== Gegeven opdracht 1 ==
Beantwoord aan de hand van de tekst over de uitspraak van de Centrale Raad van Beroep de volgende vragen.
(a) Welk zaaknummer heeft de zaak?
(b) Om welke reden werd de aanvraag voor een Indicatie banenafspraak afgewezen?
(c) Welke rechtbank had het beroep van appellant eerder ongegrond verklaard?
== Gegeven opdracht 2 ==
Zet de tekst over de uitspraak van de Centrale Raad van Beroep voort na de laatste zin die er staat.

== Tekstfragment ==
╔══

ECLI:NL:CRVB:2020:1406

Centrale Raad van Beroep

Datum uitspraak
8 juli 2020
Publicatiedatum
8 juli 2020
Zaaknummer
17/7173 WBQA
Instantie
Centrale Raad van Beroep
Type
Uitspraak
Procedures
  • Hoger beroep
Vindplaatsen
  • Rechtspraak.nl
AI samenvatting door LexboostAutomatisch gegenereerd

Afwijzing aanvraag Indicatie banenafspraak wegens verdiencapaciteit minimumloon

Op 8 juli 2020 heeft de Centrale Raad van Beroep uitspraak gedaan in de zaak van appellant tegen de Raad van bestuur van het Uitvoeringsinstituut werknemersverzekeringen (Uwv). De zaak betreft een hoger beroep tegen de afwijzing van een aanvraag voor een Indicatie banenafspraak. Appellant ontving een uitkering op grond van de Participatiewet en had een aanvraag ingediend voor een Indicatie banenafspraak, maar deze werd afgewezen omdat hij in staat werd geacht het wettelijk minimumloon te verdienen. De verzekeringsarts en arbeidsdeskundige van het Uwv concludeerden dat appellant, ondanks zijn beperkingen, in staat was een drempelfunctie uit te oefenen.

De rechtbank Den Haag had eerder het beroep van appellant tegen het besluit van het Uwv ongegrond verklaard, waarbij werd vastgesteld dat het medisch onderzoek zorgvuldig was uitgevoerd. Appellant voerde in hoger beroep aan dat hij niet belastbaar was voor arbeid en dat de verzekeringsarts zijn beperkingen niet correct had ingeschat. Hij verwees naar zijn behandeling voor een angststoornis en stelde dat zijn fysieke belastbaarheid niet toereikend was voor de drempelfunctie.

╚══

== Datasetrecords ==
╔══

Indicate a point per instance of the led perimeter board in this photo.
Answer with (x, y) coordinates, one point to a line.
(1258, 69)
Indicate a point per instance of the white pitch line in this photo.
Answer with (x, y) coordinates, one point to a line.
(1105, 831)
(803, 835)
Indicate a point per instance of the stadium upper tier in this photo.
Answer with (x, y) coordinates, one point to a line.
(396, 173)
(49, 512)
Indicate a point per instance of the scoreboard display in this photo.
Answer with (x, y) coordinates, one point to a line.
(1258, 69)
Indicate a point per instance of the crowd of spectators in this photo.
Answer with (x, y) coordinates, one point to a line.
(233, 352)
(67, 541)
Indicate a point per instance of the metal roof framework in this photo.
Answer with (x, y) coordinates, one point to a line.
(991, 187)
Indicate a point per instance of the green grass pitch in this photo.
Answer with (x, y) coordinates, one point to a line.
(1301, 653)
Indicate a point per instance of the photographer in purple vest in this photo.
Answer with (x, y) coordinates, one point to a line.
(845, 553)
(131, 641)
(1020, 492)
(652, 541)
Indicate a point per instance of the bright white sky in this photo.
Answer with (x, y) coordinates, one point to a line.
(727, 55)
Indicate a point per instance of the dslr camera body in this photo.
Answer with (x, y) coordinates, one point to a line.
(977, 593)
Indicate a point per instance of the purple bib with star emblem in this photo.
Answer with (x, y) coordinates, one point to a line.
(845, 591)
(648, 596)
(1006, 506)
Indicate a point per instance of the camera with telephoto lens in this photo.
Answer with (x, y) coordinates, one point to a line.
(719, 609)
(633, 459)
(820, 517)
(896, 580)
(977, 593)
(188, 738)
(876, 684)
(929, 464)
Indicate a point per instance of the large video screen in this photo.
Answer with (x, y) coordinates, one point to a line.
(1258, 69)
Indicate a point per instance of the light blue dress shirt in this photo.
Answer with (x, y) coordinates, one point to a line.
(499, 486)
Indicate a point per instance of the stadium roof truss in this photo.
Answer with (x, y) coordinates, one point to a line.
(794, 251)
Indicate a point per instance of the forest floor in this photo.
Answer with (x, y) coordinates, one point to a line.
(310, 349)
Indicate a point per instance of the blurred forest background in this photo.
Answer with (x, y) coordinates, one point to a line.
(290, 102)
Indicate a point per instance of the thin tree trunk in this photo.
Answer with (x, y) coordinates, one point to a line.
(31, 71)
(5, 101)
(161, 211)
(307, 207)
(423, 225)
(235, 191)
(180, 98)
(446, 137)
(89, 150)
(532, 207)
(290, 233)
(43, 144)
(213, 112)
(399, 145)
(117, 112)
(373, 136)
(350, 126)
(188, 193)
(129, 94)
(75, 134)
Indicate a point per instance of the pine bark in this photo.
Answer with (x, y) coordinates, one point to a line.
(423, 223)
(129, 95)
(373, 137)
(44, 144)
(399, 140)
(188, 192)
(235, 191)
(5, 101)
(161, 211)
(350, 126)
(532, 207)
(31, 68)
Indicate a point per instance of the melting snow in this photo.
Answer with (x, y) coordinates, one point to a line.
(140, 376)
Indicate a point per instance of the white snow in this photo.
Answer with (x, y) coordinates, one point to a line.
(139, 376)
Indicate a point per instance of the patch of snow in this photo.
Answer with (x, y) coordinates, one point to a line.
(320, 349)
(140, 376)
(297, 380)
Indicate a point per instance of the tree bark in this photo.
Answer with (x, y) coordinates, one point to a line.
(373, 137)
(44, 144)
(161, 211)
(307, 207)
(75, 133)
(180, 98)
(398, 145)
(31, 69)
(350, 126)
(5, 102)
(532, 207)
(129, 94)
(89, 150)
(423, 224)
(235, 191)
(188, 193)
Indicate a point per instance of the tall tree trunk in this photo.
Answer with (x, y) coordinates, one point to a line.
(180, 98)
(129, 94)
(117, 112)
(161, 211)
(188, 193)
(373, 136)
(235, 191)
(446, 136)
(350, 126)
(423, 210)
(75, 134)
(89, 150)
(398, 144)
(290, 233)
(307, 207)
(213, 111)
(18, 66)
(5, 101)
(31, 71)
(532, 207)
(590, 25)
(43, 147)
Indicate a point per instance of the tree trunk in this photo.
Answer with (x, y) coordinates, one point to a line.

╚══

== Eindresultaat 1 ==
(a) 17/7173 WBQA
(b) Appellant werd in staat geacht het wettelijk minimumloon te verdienen.
(c) De rechtbank Den Haag

== Eindresultaat 2 ==
De Centrale Raad van Beroep oordeelde dat de argumenten van appellant geen aanleiding gaven om de eerdere uitspraak van de rechtbank te herzien. De Raad bevestigde dat appellant, ondanks zijn beperkingen, in staat werd geacht de drempelfunctie van medewerker bloemzaadproductie uit te voeren en daarmee het wettelijk minimumloon te verdienen. De uitspraak werd gedaan door D. Hardonk-Prins, met A.M.M. Chevalier als griffier, en werd openbaar uitgesproken op 8 juli 2020.

Uitspraak

17.7173 WBQA

Datum uitspraak: 8 juli 2020
Centrale Raad van Beroep
Enkelvoudige kamer
Uitspraak op het hoger beroep tegen de uitspraak van de rechtbank Den Haag van
19 september 2019, 17/2815 (aangevallen uitspraak)
Partijen:
[appellant] te [woonplaats] (appellant)
de Raad van bestuur van het Uitvoeringsinstituut werknemersverzekeringen (Uwv)
PROCESVERLOOP
Namens appellant heeft mr. Ö. Arslan, advocaat, hoger beroep ingesteld.
Het Uwv heeft een verweerschrift ingediend.
Onder toepassing van artikel 8:57, eerste lid, van de Algemene wet bestuursrecht (Awb) is een onderzoek ter zitting achterwege gebleven, waarna de Raad het onderzoek met toepassing van artikel 8:57, derde lid, van de Awb heeft gesloten.

OVERWEGINGEN

1.1.
Appellant ontvangt een uitkering op grond van de Participatiewet van het college van burgemeesters en wethouders van de gemeente [gemeente]. Een klantmanager van de gemeente heeft met een door het Uwv op 5 augustus 2016 ontvangen formulier bij het Uwv een zogeheten Indicatie banenafspraak voor appellant aangevraagd.
1.2.
In verband met deze aanvraag heeft een arbeidsdeskundige vastgesteld dat appellant arbeidsvermogen heeft en in staat is om een zogeheten drempelfunctie uit te oefenen, waarmee appellant het wettelijk minimumloon kan verdienen. Bij besluit van 30 augustus 2016 heeft het Uwv de aanvraag om een Indicatie banenafspraak voor appellant afgewezen, omdat appellant het minimumloon kan verdienen.
1.3.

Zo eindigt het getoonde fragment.